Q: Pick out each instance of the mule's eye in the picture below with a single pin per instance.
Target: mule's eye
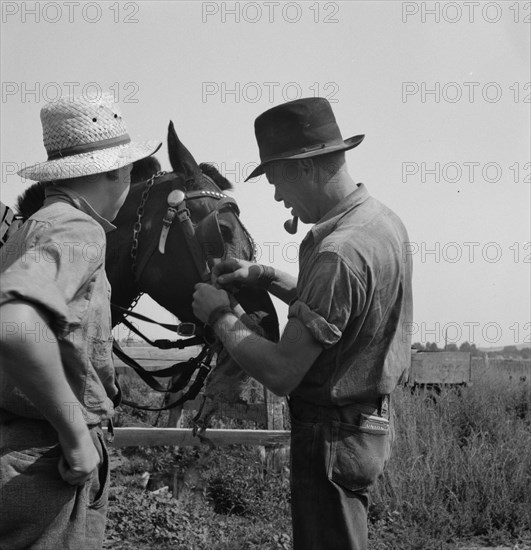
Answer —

* * *

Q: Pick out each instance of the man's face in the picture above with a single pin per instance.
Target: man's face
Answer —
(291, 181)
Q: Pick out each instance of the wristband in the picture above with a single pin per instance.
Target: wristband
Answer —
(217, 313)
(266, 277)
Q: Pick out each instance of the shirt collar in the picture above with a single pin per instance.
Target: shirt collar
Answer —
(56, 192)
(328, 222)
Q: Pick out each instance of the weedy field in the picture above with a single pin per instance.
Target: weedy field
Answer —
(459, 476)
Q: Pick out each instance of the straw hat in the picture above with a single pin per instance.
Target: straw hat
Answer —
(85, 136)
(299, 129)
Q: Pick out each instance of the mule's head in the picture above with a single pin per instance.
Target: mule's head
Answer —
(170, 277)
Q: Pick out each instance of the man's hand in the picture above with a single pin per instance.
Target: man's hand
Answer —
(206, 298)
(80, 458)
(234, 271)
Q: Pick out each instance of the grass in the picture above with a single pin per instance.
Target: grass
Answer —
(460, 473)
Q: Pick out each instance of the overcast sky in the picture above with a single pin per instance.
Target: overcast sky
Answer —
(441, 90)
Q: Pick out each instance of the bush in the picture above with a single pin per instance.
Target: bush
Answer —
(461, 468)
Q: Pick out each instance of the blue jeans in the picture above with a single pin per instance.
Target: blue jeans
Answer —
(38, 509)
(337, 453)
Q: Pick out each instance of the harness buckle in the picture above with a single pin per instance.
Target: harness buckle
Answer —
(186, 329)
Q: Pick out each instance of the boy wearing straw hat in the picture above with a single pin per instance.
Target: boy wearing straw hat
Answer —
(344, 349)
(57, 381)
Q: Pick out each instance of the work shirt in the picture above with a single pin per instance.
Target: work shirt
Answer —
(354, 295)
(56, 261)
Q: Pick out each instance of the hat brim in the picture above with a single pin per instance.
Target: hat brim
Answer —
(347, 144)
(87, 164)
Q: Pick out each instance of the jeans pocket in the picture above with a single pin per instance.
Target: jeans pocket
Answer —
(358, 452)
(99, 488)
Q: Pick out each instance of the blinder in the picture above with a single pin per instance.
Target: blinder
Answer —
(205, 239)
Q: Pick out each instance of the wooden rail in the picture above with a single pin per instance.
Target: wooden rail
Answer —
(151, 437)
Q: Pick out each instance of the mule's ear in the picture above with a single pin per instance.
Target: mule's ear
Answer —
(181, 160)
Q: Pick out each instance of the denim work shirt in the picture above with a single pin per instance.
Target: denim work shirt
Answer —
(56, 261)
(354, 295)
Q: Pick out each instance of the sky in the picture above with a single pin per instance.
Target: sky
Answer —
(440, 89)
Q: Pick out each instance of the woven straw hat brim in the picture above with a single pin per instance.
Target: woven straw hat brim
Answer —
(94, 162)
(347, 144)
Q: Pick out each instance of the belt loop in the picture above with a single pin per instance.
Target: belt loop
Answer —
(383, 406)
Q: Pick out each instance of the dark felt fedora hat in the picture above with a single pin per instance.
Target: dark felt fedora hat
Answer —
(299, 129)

...

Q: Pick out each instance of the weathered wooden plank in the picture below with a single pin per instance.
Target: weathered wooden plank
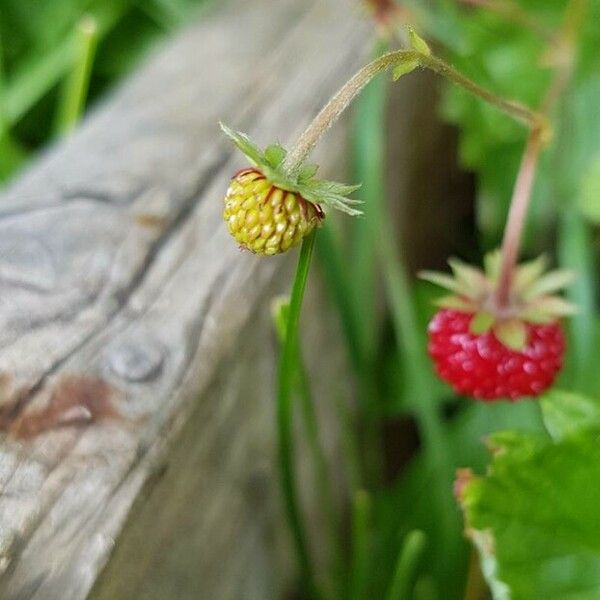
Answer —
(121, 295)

### Work to complete
Return every line from the entries above that contains the word "straw", copying each one in full.

### Final result
Q: Pick out each instance of the straw hat in the picture above with a single pin per instance.
Target: straw hat
Q: Pick out each instance of the boy wearing straw hat in the picture above with a single pin per instance.
Target: boy wearing straw hat
Q: Pick out each instance of the woven straw hat brim in the picture above with a single pin per instance.
Target: woven straw hat brim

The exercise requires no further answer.